* Task *
Reproduce all of the material below with every "marker" changed to "label" and nothing else altered. Leave the pictures out of your answer.
━━━━━━━━━━━━━━━━━━━━━━━━━━━━━━
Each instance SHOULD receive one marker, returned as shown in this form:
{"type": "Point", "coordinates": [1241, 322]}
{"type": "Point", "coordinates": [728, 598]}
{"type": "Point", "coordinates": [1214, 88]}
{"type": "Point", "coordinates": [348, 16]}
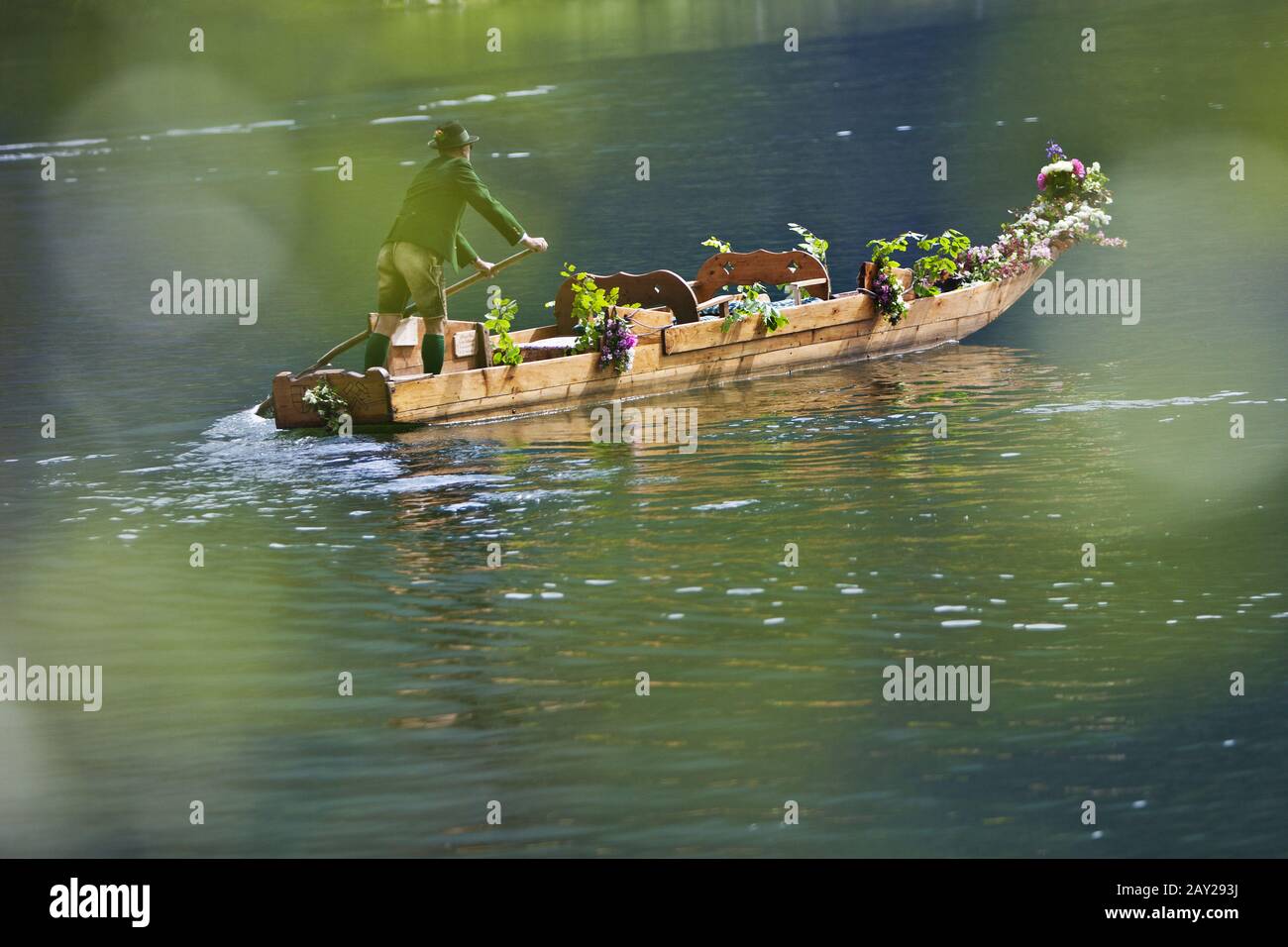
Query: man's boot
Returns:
{"type": "Point", "coordinates": [433, 350]}
{"type": "Point", "coordinates": [382, 325]}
━━━━━━━━━━━━━━━━━━━━━━━━━━━━━━
* Full answer *
Each instance SHOULD receive one label, returned as shown in this form:
{"type": "Point", "coordinates": [1241, 322]}
{"type": "Point", "coordinates": [728, 598]}
{"type": "Point", "coordinates": [1214, 88]}
{"type": "Point", "coordinates": [348, 16]}
Query: man's boot
Returns:
{"type": "Point", "coordinates": [433, 350]}
{"type": "Point", "coordinates": [382, 325]}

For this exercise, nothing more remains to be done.